Task objective: What is the count of lines in the records that include "below"? Reply with that number alone.

== Segment start ==

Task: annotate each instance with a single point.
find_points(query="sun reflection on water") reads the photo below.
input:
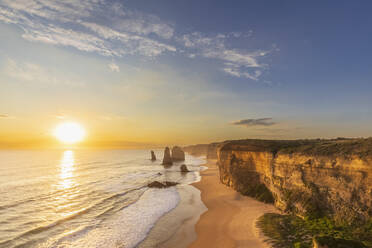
(67, 169)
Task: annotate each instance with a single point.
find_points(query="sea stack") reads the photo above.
(167, 160)
(153, 157)
(178, 154)
(184, 168)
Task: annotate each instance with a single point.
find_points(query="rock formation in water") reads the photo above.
(159, 185)
(304, 177)
(184, 168)
(178, 154)
(153, 157)
(167, 159)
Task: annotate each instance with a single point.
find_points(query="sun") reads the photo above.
(69, 132)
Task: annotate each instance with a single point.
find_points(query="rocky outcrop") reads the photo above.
(197, 150)
(167, 159)
(178, 154)
(184, 168)
(153, 157)
(208, 150)
(305, 177)
(159, 185)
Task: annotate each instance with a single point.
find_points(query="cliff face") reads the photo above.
(208, 150)
(308, 178)
(178, 154)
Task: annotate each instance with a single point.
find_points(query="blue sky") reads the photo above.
(199, 71)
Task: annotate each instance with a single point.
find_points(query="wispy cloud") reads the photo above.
(114, 67)
(235, 62)
(72, 23)
(254, 122)
(109, 28)
(34, 73)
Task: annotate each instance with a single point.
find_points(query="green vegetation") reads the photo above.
(288, 231)
(259, 192)
(314, 147)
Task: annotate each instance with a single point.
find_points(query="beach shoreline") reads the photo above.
(230, 220)
(210, 214)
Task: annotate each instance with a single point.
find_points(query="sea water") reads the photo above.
(80, 198)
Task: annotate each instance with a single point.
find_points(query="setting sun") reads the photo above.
(69, 132)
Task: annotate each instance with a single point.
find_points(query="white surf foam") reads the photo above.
(130, 226)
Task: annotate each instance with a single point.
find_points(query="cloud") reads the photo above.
(34, 73)
(109, 28)
(233, 71)
(235, 62)
(254, 122)
(114, 67)
(74, 23)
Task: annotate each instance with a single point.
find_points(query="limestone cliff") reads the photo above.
(167, 159)
(208, 150)
(178, 154)
(305, 177)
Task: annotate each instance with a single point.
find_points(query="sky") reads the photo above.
(152, 73)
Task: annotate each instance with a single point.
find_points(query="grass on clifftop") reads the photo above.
(288, 231)
(343, 147)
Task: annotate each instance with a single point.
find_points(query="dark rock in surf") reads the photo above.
(178, 154)
(159, 185)
(184, 168)
(153, 157)
(167, 160)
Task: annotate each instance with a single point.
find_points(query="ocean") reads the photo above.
(81, 198)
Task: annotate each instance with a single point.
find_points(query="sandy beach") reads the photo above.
(231, 217)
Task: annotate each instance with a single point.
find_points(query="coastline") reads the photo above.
(210, 214)
(231, 217)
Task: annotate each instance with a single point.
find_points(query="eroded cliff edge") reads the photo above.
(306, 177)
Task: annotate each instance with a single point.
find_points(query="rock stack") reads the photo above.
(167, 160)
(184, 168)
(153, 157)
(178, 154)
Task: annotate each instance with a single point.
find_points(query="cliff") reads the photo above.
(167, 159)
(310, 178)
(208, 150)
(178, 154)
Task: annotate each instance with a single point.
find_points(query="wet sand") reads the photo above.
(231, 218)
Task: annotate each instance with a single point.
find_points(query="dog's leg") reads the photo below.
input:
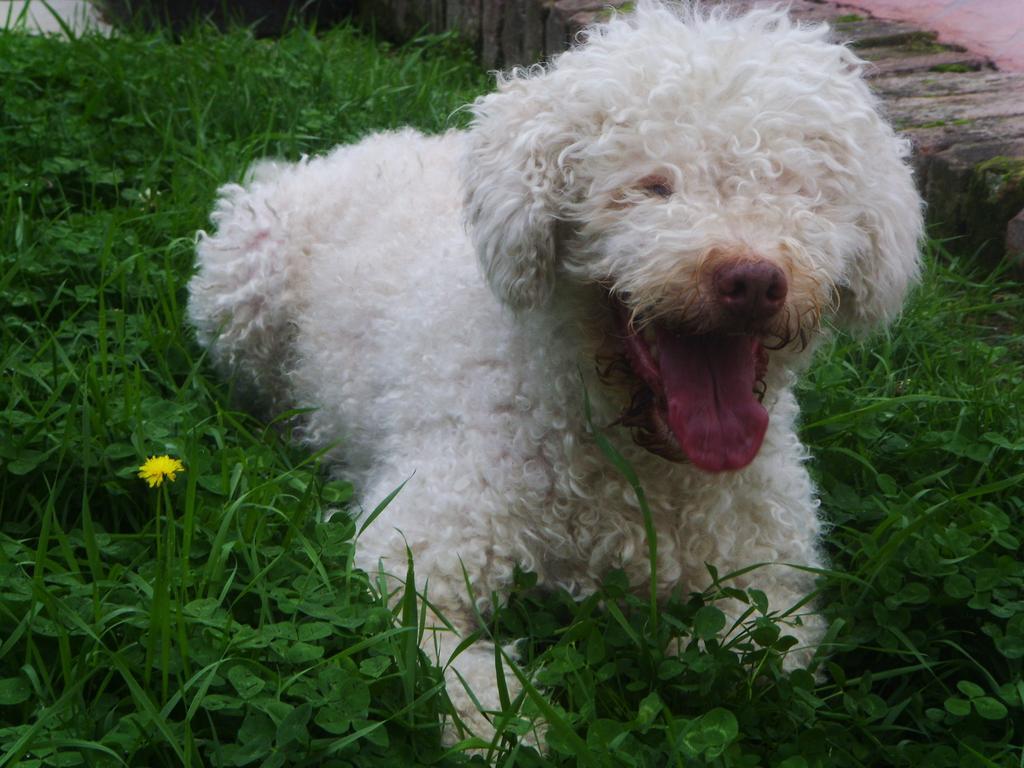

== Segment end ==

Solution to this problem: 2